• DATASET EXTRACT:
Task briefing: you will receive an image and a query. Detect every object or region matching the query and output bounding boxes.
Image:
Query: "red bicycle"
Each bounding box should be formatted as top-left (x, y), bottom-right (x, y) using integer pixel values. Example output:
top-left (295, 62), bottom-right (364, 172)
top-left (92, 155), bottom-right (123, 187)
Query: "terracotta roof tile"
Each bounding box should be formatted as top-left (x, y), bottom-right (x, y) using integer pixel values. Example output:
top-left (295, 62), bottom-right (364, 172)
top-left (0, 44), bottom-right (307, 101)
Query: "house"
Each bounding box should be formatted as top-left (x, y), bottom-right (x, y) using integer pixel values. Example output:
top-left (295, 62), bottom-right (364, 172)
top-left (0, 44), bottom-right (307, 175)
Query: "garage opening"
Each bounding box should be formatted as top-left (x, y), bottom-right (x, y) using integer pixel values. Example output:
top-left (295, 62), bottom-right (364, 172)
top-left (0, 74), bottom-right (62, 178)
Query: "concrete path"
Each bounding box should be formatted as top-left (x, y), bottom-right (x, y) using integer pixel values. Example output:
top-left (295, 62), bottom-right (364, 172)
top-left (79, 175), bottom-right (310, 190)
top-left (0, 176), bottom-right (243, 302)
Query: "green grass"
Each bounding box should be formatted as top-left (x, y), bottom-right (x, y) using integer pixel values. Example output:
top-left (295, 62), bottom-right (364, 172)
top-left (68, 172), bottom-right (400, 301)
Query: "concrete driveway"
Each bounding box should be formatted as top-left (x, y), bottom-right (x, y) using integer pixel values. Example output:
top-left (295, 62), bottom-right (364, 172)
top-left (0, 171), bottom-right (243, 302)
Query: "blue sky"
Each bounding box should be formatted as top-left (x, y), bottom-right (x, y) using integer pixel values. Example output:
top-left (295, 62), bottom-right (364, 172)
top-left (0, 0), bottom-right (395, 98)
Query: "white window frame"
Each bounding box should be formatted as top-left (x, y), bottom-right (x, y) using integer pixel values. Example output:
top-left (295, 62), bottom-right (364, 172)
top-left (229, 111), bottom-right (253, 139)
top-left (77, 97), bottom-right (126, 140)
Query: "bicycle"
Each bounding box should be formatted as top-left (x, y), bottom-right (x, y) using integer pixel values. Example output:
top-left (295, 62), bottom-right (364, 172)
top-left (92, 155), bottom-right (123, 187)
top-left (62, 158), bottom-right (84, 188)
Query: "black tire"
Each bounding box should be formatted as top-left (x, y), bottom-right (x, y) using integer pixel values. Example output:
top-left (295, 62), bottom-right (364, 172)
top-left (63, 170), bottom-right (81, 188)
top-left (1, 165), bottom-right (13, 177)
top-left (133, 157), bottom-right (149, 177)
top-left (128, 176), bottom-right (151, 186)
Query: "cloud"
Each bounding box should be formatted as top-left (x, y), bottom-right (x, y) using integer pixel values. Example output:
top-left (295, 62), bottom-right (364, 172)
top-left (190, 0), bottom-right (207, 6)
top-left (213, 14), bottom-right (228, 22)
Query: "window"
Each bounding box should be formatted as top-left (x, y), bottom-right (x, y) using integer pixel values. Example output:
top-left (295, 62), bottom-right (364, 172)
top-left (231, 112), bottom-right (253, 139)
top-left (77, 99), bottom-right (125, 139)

• YOUR INSTRUCTIONS: Revise the records from their first line up to and including the line with "top-left (68, 172), bottom-right (400, 301)", replacing "concrete path" with "paved walkway" and leaving everything else unchanged.

• RESULT FOR THIS TASK:
Task briefing: you will receive an image and a query. Detect every object or region matching the query and output bounding boxes.
Image:
Query: "red bicycle"
Each bounding box should be formatted as top-left (x, y), bottom-right (x, y) using integer pixel values. Example output:
top-left (295, 62), bottom-right (364, 172)
top-left (92, 155), bottom-right (123, 187)
Query: "terracotta roof tile"
Each bounding box should be formatted as top-left (x, y), bottom-right (x, y) using integer pixel values. Example output:
top-left (295, 62), bottom-right (364, 172)
top-left (0, 44), bottom-right (307, 101)
Query: "house"
Each bounding box should be formatted as top-left (x, y), bottom-right (x, y) using integer pixel values. Example output:
top-left (295, 62), bottom-right (364, 172)
top-left (0, 44), bottom-right (307, 175)
Query: "garage opening"
Each bounding box should be formatted as top-left (x, y), bottom-right (x, y) using integer pixel values. Example output:
top-left (295, 62), bottom-right (364, 172)
top-left (0, 74), bottom-right (62, 178)
Query: "paved walkway"
Each bounding box should be formatted as top-left (x, y), bottom-right (x, y) using integer pixel values. Example output:
top-left (295, 62), bottom-right (364, 172)
top-left (79, 175), bottom-right (310, 190)
top-left (0, 176), bottom-right (243, 302)
Query: "green grass"
Each bounding box should be formatted as top-left (x, y), bottom-right (x, y) using integer pixel values. Example output:
top-left (295, 62), bottom-right (364, 172)
top-left (68, 172), bottom-right (400, 301)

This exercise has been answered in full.